* Begin Supplied information *

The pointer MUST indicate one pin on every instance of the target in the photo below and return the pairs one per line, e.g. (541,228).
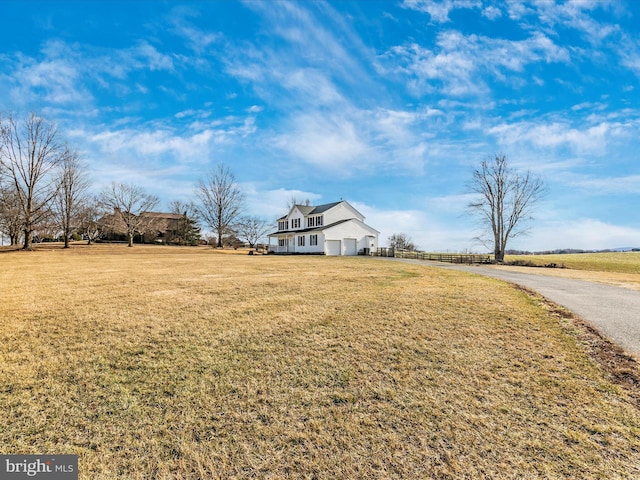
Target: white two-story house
(331,229)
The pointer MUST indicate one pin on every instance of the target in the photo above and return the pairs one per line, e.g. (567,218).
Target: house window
(314,221)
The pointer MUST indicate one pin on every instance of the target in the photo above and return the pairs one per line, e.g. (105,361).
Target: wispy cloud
(459,64)
(439,10)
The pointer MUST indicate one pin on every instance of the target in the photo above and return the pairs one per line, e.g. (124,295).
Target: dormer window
(314,221)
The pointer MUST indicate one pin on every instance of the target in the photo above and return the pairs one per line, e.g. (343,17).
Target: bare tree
(29,152)
(505,200)
(89,219)
(221,201)
(401,241)
(10,214)
(129,204)
(252,229)
(72,186)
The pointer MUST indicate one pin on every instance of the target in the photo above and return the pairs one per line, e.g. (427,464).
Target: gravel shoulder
(612,310)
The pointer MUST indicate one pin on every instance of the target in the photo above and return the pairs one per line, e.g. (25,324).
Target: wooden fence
(436,257)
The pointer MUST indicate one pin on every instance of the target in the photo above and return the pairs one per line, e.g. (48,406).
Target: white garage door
(350,246)
(333,247)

* End Supplied information *

> _Objective_
Could you update the data above by swapping every "pointer" for "marker" and keeping everything else the same, with the pictures left out?

> _Response for this exercise_
The marker MUST indicate one pin on every instance of the target in the photo below and return the pairs one per line, e.g. (541,228).
Target: white two-story house
(331,229)
The marker MUST indicate one pin on every instance of the target in the photo above and return the pairs one per line, e.g. (567,218).
Target: house window
(314,221)
The marker MUST indicate one pin on every instance of the target in the photo above and return the pairs one per line, e.g. (105,361).
Target: wispy cloud
(459,64)
(439,10)
The marker MUST indicate one pin on every instance of the target in the photo above and return the pairs one per line, e.g. (124,295).
Target: dormer window
(314,221)
The marker MUST indicate one pin on every instance of the target in the photo above and return the pairs one per line, e.g. (343,17).
Target: bare tree
(29,152)
(505,200)
(89,219)
(221,201)
(401,241)
(10,214)
(129,204)
(252,229)
(72,186)
The marker MUST indicate one pin on every instance of the target in the photo above and return the pairs one per line, e.g. (427,464).
Target: gravel shoulder
(612,310)
The marker MUST indicate one pin on every instance of the target in the photo above and return the pairs one per line, e.g. (25,324).
Target: wooden fence
(436,257)
The marker MUST indicate one pin on every instance of the target in the photo above and return the pairs one per line, e.g. (48,406).
Target: white garage door
(350,246)
(333,247)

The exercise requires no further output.